-- start of DOCUMENT SEGMENT --

Manufacturer: Compro
Price: £52.75 inc VAT
Reviewer: James Morris
Review Date: Jun 2006
OVERALL RATING
SCORE 4/6

Verdict: Not ideal for couch potatoes

Although the analogue signal is set to be switched off in a few years, not everyone can get a digital service yet, and even if you can, reception can be particularly poor. This is where hybrid TV tuners such as Compro's DVB-T300 come in. With both analogue and digital tuners, it can give you the best of both worlds, or it can tune into the signal from a set-top box with an RF output.

Compro's PVR cards offer a few special features. The hardware-based power control system may not be unique anymore, but Compro was the first company to offer it. This allows you to use the IR remote to power your PC on and off at the touch of a button. It also allows the recording scheduler to power the PC on and off, so you don't have to leave it on all the time. We found this worked flawlessly.

However, one area in which Compro doesn't lead the way is its software interfaces. Like Hauppauge's WinTV2000 application, the DVB-T300's ComproDTV 2.5 PVR software is still very much a Windows affair, rather than being designed to be operated from a distance using a remote. You can access more functions remotely than with the Hauppauge, but you'll need to keep a keyboard and mouse handy to set up recordings.

-- end of DOCUMENT SEGMENT --

DIRECTIONS —
(1) In the TV tuner card review, which company was the first to offer a hardware-based power control system?
(2) Translate this sentence from the TV tuner card review into Spanish: "This allows you to use the IR remote to power your PC on and off at the touch of a button."

-- start of INFORMATION PROVIDED --

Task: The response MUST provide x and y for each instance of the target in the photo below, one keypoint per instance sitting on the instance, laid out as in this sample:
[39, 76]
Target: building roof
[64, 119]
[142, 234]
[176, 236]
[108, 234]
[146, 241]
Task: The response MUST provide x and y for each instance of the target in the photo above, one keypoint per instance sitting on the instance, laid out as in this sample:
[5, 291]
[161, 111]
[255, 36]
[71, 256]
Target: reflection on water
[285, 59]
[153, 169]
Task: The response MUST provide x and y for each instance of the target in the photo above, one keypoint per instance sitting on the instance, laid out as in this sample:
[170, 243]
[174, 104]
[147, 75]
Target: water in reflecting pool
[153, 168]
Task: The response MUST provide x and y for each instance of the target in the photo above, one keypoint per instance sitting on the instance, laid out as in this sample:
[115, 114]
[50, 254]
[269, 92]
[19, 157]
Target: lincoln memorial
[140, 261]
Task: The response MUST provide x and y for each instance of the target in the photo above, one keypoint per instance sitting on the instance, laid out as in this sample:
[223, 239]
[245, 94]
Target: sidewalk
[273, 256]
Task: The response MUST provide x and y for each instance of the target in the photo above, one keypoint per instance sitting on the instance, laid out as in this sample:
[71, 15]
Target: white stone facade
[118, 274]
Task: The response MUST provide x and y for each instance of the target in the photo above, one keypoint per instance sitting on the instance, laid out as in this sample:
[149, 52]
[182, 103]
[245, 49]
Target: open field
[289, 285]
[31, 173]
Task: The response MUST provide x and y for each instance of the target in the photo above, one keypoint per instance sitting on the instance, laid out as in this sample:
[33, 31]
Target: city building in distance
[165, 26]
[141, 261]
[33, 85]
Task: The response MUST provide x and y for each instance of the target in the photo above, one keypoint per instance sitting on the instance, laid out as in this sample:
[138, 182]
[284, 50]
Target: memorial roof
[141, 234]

-- end of INFORMATION PROVIDED --
-- start of INFORMATION PROVIDED --

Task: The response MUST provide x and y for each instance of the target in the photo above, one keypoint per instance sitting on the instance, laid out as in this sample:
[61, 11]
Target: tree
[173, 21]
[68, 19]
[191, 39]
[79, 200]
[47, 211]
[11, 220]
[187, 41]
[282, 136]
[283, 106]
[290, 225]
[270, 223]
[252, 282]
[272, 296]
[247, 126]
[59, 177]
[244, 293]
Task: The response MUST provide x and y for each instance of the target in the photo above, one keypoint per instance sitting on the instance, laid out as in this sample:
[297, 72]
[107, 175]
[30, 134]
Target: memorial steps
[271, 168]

-- end of INFORMATION PROVIDED --

WORKED ANSWERS —
(1) Compro

(2) Esto le permite usar el mando a distancia por infrarrojos para encender y apagar su PC con solo pulsar un botón.